What you need to do -
[A] Using the article on the AI race between the US and China, explain why the US lead might not last long. Answer in one to three sentences.
[B] Carry the article on Chinese AI models closing in on US ones further, starting after its final line.

Excerpted passage -
====

The US enjoying it’s lead in the AI race might not be for very long. According to Demis Hassabis, CEO of Google, Deepmind the Chinese AI models are now only “a matter of months” behind their US and Western counterparts. Demis Hassabis said this during a CNBC podcast The Tech Download, which launched yesterday. Importantly his comments come against a rising concern among American AI companies about the progress and speed of Chines AI models.
Although Chinese AI models are behind the US one’s yet the belief that they are years behind their US rivals is challenged by Demis Hassabis. According to him the gap has reduced in recent years. “Maybe they’re only a matter of months behind at this point,” he said, adding that Chinese models appear much closer to the AI frontier than people assumed one or two years ago”.
Increasing debates around Chinese AI models!

====

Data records
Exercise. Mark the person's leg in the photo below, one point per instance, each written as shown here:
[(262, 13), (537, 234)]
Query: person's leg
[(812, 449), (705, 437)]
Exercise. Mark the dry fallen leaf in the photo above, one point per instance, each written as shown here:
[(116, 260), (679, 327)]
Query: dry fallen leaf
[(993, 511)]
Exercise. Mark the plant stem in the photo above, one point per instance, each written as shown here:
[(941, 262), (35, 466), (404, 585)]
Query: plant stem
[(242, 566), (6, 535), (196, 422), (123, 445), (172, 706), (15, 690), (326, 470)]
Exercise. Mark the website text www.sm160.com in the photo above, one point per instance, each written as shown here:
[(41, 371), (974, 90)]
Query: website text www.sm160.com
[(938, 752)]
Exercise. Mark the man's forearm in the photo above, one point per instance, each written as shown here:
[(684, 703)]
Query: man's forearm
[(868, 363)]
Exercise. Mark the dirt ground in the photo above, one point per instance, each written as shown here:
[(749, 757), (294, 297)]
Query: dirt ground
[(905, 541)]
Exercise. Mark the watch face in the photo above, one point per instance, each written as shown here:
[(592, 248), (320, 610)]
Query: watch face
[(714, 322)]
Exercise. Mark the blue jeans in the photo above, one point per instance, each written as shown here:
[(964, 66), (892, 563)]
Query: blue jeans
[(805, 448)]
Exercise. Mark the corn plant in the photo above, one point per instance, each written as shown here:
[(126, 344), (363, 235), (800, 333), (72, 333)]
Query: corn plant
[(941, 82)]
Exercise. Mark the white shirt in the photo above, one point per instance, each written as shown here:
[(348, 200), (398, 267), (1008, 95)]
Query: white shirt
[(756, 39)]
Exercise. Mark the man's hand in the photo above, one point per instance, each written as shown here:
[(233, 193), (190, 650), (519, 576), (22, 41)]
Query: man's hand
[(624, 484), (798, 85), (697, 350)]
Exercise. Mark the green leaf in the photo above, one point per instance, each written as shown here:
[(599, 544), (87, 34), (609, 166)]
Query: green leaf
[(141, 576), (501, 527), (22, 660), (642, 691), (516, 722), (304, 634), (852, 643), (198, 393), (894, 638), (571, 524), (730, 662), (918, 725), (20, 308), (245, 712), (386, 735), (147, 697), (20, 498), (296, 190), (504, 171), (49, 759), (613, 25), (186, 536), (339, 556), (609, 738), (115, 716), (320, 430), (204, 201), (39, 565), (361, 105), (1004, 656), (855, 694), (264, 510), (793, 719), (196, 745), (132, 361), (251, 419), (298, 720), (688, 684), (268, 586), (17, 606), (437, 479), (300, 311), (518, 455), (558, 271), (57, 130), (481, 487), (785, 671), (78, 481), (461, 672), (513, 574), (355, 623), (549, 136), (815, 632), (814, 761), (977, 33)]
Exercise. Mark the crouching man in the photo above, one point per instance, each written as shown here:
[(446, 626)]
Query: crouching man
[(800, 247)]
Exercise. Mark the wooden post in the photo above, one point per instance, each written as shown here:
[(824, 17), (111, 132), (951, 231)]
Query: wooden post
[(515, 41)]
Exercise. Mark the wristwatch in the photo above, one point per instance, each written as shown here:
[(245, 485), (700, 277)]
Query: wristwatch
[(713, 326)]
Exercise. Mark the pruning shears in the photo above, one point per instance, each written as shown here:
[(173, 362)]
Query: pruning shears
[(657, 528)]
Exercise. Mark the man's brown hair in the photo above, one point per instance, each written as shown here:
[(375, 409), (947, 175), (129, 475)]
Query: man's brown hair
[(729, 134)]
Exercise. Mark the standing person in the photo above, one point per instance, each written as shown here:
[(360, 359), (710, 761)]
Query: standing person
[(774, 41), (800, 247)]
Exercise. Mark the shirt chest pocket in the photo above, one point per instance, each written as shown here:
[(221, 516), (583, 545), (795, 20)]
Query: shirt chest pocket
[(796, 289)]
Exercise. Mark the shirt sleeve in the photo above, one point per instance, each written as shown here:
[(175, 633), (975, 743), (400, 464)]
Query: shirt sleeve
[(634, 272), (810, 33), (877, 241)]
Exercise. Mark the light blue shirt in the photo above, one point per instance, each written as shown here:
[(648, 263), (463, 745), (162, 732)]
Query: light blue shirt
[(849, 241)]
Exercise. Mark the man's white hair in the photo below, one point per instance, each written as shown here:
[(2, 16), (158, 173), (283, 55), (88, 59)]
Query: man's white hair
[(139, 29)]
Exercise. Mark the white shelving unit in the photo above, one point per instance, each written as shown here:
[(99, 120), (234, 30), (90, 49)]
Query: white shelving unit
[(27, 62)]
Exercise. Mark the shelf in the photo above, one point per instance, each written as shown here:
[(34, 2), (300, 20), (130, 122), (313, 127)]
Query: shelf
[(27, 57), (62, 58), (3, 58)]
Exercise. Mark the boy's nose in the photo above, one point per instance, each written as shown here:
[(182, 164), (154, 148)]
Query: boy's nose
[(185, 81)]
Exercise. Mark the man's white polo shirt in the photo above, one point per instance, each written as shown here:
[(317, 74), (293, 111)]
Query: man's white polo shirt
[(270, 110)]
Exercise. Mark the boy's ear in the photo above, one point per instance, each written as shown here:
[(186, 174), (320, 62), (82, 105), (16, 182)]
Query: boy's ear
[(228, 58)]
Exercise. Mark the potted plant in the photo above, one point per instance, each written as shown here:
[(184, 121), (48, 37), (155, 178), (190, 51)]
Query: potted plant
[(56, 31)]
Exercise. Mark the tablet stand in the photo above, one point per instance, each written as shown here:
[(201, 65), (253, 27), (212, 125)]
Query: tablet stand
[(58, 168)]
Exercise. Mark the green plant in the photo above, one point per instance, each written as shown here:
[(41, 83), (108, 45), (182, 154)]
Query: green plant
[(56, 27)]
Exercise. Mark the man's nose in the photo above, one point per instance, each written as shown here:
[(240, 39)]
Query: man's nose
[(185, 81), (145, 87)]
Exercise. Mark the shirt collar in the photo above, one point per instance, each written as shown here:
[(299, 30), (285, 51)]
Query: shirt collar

====

List of answers -
[A] Demis Hassabis says Chinese AI models are now only "a matter of months" behind their US and Western counterparts. The gap has shrunk in recent years, and Chinese models appear much closer to the AI frontier than people assumed one or two years ago.

[B]
China’s progress in the AI industry became especially clear last year when AI lab DeepSeek released a powerful model that surprised the global tech industry. What stood out was that the model delivered strong performance despite using less-advanced chips and costing far less to build than similar American systems. Since then, Chinese tech giants like Alibaba, along with startups such as Moonshot AI and Zhipu, have continued releasing increasingly capable AI models.
Catching Up not Leading!
According to Demis Hassabis an interesting to note is that Chinese AI models are catching up to the US ones and not leading them. While Chinese firms have shown they can get close to the cutting edge, they have not proven they can create entirely new breakthoroughs he added.
“The question is, can they innovate something new beyond the frontier?” Hassabis said. He pointed to the transformer architecture developed by Google researchers in 2017 as an example of the kind of breakthrough that reshaped modern AI. That innovation now underpins systems like OpenAI’s ChatGPT and Google’s Gemini.
Other Tech Leaders View
Not only Demis Hassabis, other Big Tech Leaders from the Silicon Valley like Jensen Huang of Nvidia has said that the US is “not far ahead” in the AI race, noting that China remains strong in infrastructure and model development, even if the US leads in chips.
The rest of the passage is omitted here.